Text section

If the best thing you can say about a movie is that it had a really cool car crash, then maybe it's best not to say anything at all.

In what was already a pretty blah year, here's another one to throw on the mediocre pile. Along Came A Spider - cousin to 3,000 Miles to Graceland and Sweet November in the department of "Titles That Make No Sense" - is a thriller in which the solution would be pretty clever if you were still interested by the time the movie ends. I don't mean to be callous, but this is one of those movies where you actually invite comments from fellow audience members, and maybe a cell phone call or two. Anything to break the tedium.

The plot, such as it is: The daughter of a fairly unknown senator is kidnapped by her teacher. The teacher is a very sick, methodical man who has been following this girl for years. Maybe. There are a few twists along the way that make you question what the teacher actually wants (and how he ever got the teaching job in the first place) and, more importantly, why he's doing what he's doing. An explanation is provided later, but it's not a very good one.

Speaking of not very good explanations, enter Alex Cross (Morgan Freeman), disgraced detective who is suddenly brought back on the case when the kidnapper randomly calls him and gives him a piece of evidence. If this sounds like Hannibal, don't worry; there are many other things in Spider that are also ripped off - poorly.

Also enter Jezzie Flanagan, the Secret Service agent, played by Monica Potter with as much pouting as possible. She is assigned to protect the little girl, and, in yet another unexplained circumstance, teams up with Cross to find the girl. Since she is thrown into the plot for no reason, you must assume that she is either: (1) The Love Interest (but Freeman's getting a bit old for that), (2) The Daughter He Never Had (3) Hiding Something, (4)Damsel in Distress or (5) All of the Above.

And so it goes that there are chases, twists and turns, many cell phones that give specific instructions (again, like Hannibal), superior officers who berate our heroes, the concerned parents, and, of course, the major "twist" that reveals that there is more than one kidnapper... and on and on.

Even if you didn't like the plot and gross-out factor of Hannibal, at least you could appreciate how well it was made. The cinematography was lush and inventive, and Hopkins' performance was amazing. In Along Came a Spider, the camera work is flat and uninspiring... much like the script and Freeman's performance. He holds your attention, but since no one gives him anything interesting to do or say, it's a lost cause.

Oh, and the car crash; it happens early in the movie, in a sequence that is pretty tasteless and has little to do with the rest of the movie. But the car crash was really, really, cool and made me wish the director had made a movie about car chases instead of kidnapping and profilers.

At least I had some inspired movie-goers around me, who yelled out helpful things like, "Blow her brains out!" and "Oh, damn! It's the other guy!" and "That wasn't in the book." My personal favorite, however, was during The Big Showdown, where the real killer says to Freeman, "You know how you said you are what you do? Well, I'm living proof!" The person next to me replied, "I yam what I yam."

Tasks for this exercise
(a) Extract the stretch of the movie review from "Speaking of not" through "off - poorly.".
(b) Does the movie review agree with each statement below? Answer yes or no for each, quoting the review's deciding words: (i) The senator's daughter is kidnapped by her teacher. (ii) The car crash takes place late in the movie. (iii) Jezzie Flanagan is an FBI agent.

Labeled shape lines

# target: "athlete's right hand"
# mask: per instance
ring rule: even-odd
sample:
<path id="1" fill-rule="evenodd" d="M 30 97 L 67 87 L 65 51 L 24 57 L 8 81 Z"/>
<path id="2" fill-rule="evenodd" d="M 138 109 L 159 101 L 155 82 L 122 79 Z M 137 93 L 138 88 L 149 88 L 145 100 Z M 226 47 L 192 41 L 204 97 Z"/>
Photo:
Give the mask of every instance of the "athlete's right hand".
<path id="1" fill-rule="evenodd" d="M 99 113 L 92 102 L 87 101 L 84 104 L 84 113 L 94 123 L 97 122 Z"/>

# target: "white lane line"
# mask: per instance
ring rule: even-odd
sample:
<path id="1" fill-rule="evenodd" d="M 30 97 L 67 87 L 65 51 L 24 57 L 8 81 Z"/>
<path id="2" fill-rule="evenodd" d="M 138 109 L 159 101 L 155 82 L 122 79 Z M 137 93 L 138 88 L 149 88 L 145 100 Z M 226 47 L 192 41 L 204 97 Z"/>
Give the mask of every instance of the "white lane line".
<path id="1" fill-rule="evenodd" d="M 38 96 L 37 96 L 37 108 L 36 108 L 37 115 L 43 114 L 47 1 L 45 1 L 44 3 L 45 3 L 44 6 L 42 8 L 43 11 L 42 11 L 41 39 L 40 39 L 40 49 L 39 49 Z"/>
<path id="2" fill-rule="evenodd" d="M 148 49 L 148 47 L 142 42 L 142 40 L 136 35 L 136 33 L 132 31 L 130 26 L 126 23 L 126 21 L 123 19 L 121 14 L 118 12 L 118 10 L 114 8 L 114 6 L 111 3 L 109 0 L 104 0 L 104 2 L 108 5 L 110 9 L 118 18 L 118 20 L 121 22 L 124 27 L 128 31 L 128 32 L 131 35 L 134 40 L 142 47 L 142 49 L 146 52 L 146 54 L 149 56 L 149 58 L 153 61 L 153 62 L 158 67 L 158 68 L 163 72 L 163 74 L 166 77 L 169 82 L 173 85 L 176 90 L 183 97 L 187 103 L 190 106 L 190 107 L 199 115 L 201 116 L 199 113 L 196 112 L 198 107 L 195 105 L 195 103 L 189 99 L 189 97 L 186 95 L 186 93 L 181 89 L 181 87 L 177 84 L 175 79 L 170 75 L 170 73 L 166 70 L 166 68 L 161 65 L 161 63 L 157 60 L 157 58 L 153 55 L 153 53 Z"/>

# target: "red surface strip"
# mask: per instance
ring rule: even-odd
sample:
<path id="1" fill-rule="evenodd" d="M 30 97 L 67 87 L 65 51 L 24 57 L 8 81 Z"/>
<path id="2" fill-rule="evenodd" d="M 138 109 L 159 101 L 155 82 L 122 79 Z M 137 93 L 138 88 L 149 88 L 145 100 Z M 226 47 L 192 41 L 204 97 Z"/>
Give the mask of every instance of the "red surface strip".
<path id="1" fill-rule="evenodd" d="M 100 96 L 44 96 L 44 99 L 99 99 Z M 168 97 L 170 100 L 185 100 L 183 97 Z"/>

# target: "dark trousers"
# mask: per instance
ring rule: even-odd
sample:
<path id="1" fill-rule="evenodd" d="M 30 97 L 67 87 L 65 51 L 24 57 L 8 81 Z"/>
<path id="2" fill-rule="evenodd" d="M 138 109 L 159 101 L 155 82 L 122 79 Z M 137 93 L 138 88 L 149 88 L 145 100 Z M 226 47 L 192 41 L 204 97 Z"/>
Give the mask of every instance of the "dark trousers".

Results by task
(a)
Speaking of not very good explanations, enter Alex Cross (Morgan Freeman), disgraced detective who is suddenly brought back on the case when the kidnapper randomly calls him and gives him a piece of evidence. If this sounds like Hannibal, don't worry; there are many other things in Spider that are also ripped off - poorly.

(b)
(i) Yes: "The daughter of a fairly unknown senator is kidnapped by her teacher."
(ii) No: "it happens early in the movie"
(iii) No: "Jezzie Flanagan, the Secret Service agent"